**DIRECTIVE**
In the data below, replace every "cumulus cloud" with "storm cloud" and reproduce each line with no other changes.

● ● ● ● ●

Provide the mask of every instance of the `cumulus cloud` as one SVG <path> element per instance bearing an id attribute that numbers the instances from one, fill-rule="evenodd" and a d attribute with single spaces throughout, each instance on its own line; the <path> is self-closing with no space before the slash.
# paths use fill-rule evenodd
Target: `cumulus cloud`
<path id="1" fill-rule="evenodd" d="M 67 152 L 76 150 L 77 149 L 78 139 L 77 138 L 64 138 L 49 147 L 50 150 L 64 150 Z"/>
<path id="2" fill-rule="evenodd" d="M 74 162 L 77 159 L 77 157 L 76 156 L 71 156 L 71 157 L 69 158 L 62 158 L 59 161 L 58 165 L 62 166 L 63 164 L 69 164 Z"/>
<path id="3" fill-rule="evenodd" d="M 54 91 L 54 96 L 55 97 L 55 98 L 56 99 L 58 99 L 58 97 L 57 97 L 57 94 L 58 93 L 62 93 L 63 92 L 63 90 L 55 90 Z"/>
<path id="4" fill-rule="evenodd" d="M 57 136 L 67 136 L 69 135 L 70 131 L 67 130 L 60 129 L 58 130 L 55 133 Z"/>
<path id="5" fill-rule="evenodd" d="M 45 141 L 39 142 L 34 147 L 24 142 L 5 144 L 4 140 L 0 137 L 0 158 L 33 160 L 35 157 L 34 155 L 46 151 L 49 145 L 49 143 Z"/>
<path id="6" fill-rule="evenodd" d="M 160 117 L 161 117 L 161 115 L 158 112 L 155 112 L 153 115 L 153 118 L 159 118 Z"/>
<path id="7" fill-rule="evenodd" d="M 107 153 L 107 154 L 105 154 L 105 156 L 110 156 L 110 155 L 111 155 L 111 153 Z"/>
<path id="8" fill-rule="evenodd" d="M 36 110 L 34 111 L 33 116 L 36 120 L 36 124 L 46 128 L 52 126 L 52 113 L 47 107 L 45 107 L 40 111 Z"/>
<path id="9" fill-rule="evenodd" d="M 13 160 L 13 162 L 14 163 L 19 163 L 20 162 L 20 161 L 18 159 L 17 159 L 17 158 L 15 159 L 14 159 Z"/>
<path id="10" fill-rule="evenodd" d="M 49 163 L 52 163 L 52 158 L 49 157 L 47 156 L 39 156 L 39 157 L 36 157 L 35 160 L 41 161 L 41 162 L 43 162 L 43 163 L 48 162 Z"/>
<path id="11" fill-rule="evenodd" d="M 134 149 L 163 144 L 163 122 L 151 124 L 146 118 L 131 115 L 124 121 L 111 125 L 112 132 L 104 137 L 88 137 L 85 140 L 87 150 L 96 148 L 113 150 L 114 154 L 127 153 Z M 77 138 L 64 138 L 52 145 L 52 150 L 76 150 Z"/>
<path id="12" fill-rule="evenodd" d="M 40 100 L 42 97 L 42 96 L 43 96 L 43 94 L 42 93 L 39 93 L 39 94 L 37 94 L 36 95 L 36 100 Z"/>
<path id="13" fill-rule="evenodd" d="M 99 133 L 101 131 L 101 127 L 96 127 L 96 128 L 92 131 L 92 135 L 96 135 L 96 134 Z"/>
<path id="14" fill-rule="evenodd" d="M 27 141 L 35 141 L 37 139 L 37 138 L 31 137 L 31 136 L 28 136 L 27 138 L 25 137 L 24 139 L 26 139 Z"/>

● ● ● ● ●

**RESULT OF THIS EXERCISE**
Provide the mask of every instance of the `storm cloud` as one SVG <path> element per instance bearing an id attribute that numbers the instances from one, fill-rule="evenodd" and a d attribute with single spaces throughout, each instance on its own line; the <path> is self-closing with no space before the slash.
# paths use fill-rule evenodd
Target: `storm cloud`
<path id="1" fill-rule="evenodd" d="M 67 152 L 76 150 L 77 149 L 78 139 L 77 138 L 64 138 L 49 147 L 50 150 L 64 150 Z"/>
<path id="2" fill-rule="evenodd" d="M 74 162 L 77 159 L 77 157 L 76 156 L 71 156 L 71 157 L 69 158 L 62 158 L 59 161 L 58 165 L 62 166 L 63 164 L 69 164 Z"/>
<path id="3" fill-rule="evenodd" d="M 54 91 L 54 96 L 55 97 L 55 98 L 56 99 L 58 99 L 58 97 L 57 97 L 57 94 L 58 93 L 62 93 L 63 92 L 63 90 L 55 90 Z"/>
<path id="4" fill-rule="evenodd" d="M 57 136 L 67 136 L 69 135 L 70 131 L 67 130 L 60 129 L 58 130 L 55 133 Z"/>
<path id="5" fill-rule="evenodd" d="M 45 141 L 39 142 L 34 147 L 24 142 L 5 144 L 4 140 L 0 137 L 0 158 L 33 160 L 35 157 L 34 155 L 46 151 L 49 145 L 49 143 Z"/>
<path id="6" fill-rule="evenodd" d="M 160 117 L 161 117 L 161 115 L 158 112 L 155 112 L 153 115 L 153 118 L 159 118 Z"/>
<path id="7" fill-rule="evenodd" d="M 107 153 L 107 154 L 105 154 L 105 156 L 110 156 L 110 155 L 111 155 L 111 153 Z"/>
<path id="8" fill-rule="evenodd" d="M 36 110 L 34 111 L 33 116 L 36 120 L 36 124 L 46 128 L 52 126 L 52 113 L 47 107 L 45 107 L 40 111 Z"/>
<path id="9" fill-rule="evenodd" d="M 13 160 L 13 162 L 14 163 L 19 163 L 20 162 L 20 161 L 18 159 L 17 159 L 17 158 L 15 159 L 14 159 Z"/>
<path id="10" fill-rule="evenodd" d="M 49 163 L 52 163 L 52 158 L 49 157 L 47 156 L 39 156 L 39 157 L 36 157 L 35 160 L 41 161 L 41 162 L 43 162 L 43 163 L 48 162 Z"/>
<path id="11" fill-rule="evenodd" d="M 134 149 L 163 144 L 163 122 L 151 124 L 146 118 L 131 115 L 124 121 L 111 125 L 112 132 L 104 137 L 88 137 L 85 140 L 87 150 L 96 148 L 113 150 L 114 154 L 127 153 Z M 77 138 L 64 138 L 52 145 L 52 150 L 76 150 Z"/>
<path id="12" fill-rule="evenodd" d="M 40 100 L 42 97 L 42 96 L 43 96 L 43 94 L 42 93 L 39 93 L 39 94 L 37 94 L 36 95 L 36 100 Z"/>
<path id="13" fill-rule="evenodd" d="M 99 133 L 101 131 L 101 127 L 96 127 L 96 128 L 92 131 L 92 135 L 96 135 L 96 134 Z"/>
<path id="14" fill-rule="evenodd" d="M 27 141 L 35 141 L 37 139 L 37 138 L 31 137 L 31 136 L 28 136 L 27 138 L 25 137 L 24 139 L 26 139 Z"/>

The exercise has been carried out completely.